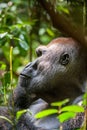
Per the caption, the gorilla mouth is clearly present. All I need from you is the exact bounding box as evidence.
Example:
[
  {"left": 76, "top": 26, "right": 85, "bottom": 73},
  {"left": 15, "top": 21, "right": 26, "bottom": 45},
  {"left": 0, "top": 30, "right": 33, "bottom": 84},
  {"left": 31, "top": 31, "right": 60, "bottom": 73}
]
[{"left": 20, "top": 73, "right": 31, "bottom": 79}]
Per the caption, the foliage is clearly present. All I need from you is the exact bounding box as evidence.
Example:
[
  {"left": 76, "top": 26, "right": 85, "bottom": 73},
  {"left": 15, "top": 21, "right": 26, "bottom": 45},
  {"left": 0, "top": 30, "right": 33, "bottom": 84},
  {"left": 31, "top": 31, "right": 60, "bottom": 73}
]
[
  {"left": 0, "top": 0, "right": 87, "bottom": 129},
  {"left": 35, "top": 99, "right": 84, "bottom": 123}
]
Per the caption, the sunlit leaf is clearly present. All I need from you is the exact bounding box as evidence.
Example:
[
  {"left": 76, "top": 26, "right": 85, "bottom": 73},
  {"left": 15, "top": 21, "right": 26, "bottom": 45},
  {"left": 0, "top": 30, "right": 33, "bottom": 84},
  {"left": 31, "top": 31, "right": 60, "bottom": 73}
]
[
  {"left": 16, "top": 109, "right": 32, "bottom": 120},
  {"left": 0, "top": 32, "right": 7, "bottom": 39},
  {"left": 51, "top": 99, "right": 69, "bottom": 106},
  {"left": 61, "top": 105, "right": 84, "bottom": 112},
  {"left": 35, "top": 109, "right": 58, "bottom": 118},
  {"left": 57, "top": 112, "right": 76, "bottom": 123},
  {"left": 0, "top": 116, "right": 14, "bottom": 125}
]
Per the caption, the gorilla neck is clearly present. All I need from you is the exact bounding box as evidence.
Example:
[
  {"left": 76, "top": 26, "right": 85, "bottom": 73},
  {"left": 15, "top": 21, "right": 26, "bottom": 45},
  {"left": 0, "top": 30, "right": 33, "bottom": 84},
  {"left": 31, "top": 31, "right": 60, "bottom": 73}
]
[{"left": 36, "top": 83, "right": 83, "bottom": 104}]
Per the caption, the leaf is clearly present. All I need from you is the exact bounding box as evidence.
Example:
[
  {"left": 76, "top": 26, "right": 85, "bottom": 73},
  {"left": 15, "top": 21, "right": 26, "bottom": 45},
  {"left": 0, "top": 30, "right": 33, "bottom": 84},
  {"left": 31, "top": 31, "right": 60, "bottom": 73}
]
[
  {"left": 46, "top": 28, "right": 54, "bottom": 37},
  {"left": 14, "top": 37, "right": 29, "bottom": 50},
  {"left": 0, "top": 116, "right": 14, "bottom": 125},
  {"left": 35, "top": 109, "right": 58, "bottom": 118},
  {"left": 0, "top": 32, "right": 7, "bottom": 39},
  {"left": 57, "top": 112, "right": 76, "bottom": 123},
  {"left": 61, "top": 105, "right": 84, "bottom": 112},
  {"left": 51, "top": 99, "right": 69, "bottom": 107},
  {"left": 16, "top": 109, "right": 32, "bottom": 120}
]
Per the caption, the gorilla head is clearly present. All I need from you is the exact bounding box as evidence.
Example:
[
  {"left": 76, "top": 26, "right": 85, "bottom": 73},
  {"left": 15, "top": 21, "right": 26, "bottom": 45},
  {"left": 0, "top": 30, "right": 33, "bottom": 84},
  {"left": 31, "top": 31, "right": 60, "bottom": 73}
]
[{"left": 18, "top": 38, "right": 87, "bottom": 103}]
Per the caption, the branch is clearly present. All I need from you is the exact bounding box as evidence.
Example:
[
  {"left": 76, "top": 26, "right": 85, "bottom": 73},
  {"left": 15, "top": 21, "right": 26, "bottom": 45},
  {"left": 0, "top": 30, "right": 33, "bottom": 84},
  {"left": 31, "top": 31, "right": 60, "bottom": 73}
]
[{"left": 37, "top": 0, "right": 87, "bottom": 47}]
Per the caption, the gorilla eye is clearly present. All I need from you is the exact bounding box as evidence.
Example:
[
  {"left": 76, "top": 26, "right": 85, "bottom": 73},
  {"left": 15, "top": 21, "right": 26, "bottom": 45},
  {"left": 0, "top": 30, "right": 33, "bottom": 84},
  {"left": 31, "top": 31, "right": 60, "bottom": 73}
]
[
  {"left": 59, "top": 53, "right": 70, "bottom": 65},
  {"left": 36, "top": 50, "right": 42, "bottom": 57}
]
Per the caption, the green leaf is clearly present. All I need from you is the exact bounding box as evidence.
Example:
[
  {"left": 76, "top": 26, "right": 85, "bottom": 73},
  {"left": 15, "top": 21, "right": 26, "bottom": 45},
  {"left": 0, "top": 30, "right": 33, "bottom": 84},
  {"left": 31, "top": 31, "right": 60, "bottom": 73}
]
[
  {"left": 0, "top": 32, "right": 7, "bottom": 39},
  {"left": 0, "top": 116, "right": 14, "bottom": 125},
  {"left": 16, "top": 109, "right": 32, "bottom": 120},
  {"left": 46, "top": 28, "right": 54, "bottom": 37},
  {"left": 35, "top": 109, "right": 58, "bottom": 118},
  {"left": 61, "top": 105, "right": 84, "bottom": 112},
  {"left": 51, "top": 99, "right": 69, "bottom": 107},
  {"left": 57, "top": 112, "right": 76, "bottom": 123},
  {"left": 14, "top": 37, "right": 29, "bottom": 50}
]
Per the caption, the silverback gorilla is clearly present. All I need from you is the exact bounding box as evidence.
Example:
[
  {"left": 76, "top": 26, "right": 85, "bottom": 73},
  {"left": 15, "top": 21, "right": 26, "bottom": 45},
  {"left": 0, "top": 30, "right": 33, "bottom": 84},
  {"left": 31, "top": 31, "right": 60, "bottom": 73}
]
[{"left": 0, "top": 37, "right": 87, "bottom": 130}]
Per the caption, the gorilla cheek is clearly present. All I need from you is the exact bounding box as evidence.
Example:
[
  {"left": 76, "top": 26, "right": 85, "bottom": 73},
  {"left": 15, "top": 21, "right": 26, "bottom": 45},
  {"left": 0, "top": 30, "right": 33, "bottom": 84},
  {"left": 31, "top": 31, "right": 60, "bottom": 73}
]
[{"left": 18, "top": 76, "right": 30, "bottom": 88}]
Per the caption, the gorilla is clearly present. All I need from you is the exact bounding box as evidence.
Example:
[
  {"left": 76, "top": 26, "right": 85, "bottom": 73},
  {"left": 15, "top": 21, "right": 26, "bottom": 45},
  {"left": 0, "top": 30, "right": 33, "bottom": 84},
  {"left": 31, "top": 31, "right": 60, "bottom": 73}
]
[{"left": 0, "top": 37, "right": 87, "bottom": 130}]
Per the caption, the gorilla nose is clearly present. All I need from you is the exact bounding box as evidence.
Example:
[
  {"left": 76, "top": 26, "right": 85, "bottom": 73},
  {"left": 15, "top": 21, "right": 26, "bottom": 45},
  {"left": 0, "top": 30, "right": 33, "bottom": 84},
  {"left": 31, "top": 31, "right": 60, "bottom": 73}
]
[{"left": 20, "top": 61, "right": 37, "bottom": 78}]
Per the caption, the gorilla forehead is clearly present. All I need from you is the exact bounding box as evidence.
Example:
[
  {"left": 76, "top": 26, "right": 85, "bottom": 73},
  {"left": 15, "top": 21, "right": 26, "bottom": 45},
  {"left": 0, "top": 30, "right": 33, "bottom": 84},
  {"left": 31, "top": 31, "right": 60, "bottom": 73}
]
[{"left": 20, "top": 38, "right": 86, "bottom": 102}]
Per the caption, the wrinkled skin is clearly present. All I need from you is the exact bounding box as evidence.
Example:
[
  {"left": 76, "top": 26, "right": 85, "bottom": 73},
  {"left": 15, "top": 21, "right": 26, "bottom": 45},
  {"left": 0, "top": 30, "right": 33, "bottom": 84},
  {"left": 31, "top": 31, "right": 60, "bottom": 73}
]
[
  {"left": 2, "top": 38, "right": 87, "bottom": 130},
  {"left": 15, "top": 38, "right": 87, "bottom": 107}
]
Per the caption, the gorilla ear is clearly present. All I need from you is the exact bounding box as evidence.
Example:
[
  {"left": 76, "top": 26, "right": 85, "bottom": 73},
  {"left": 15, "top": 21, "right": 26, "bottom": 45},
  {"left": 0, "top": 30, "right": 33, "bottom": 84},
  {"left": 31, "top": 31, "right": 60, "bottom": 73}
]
[{"left": 36, "top": 46, "right": 47, "bottom": 57}]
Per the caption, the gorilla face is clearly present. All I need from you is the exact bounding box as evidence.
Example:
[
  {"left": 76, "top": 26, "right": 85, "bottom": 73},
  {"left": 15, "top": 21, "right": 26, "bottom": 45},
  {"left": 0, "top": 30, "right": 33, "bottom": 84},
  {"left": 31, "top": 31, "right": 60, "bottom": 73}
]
[{"left": 19, "top": 38, "right": 86, "bottom": 102}]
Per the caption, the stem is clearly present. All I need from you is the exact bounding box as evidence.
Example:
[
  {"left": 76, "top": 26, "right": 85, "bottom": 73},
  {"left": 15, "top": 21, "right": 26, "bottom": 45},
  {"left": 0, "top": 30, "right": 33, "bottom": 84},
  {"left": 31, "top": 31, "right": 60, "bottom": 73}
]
[{"left": 10, "top": 46, "right": 13, "bottom": 84}]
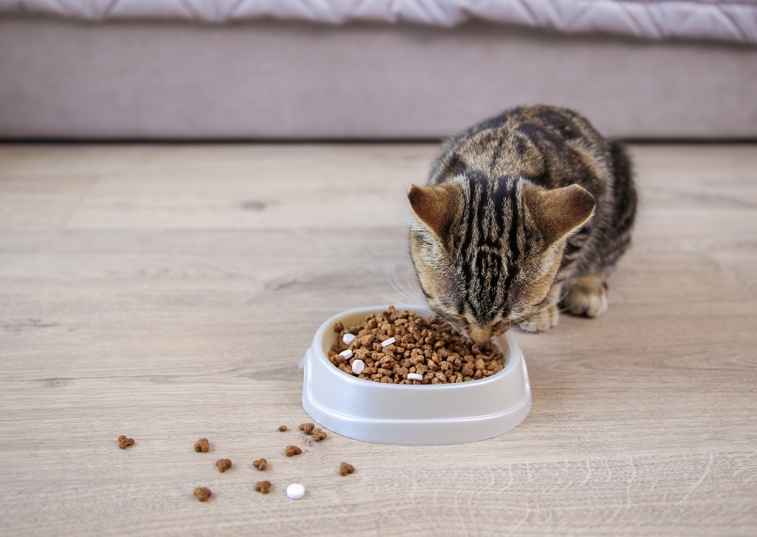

Prompt:
Return every line of the data above that contains the word "leaf", copying each line as it appears.

Exercise result:
Per the caption, the sunlit leaf is clearly present. All I need from you is the exact bounding box as evidence.
Per the caption, the leaf is clearly present. All I need from you is the exact bounding box as evidence.
Per the caption, the green leaf is clearly present. All I need from you is the exact bounding box as evidence.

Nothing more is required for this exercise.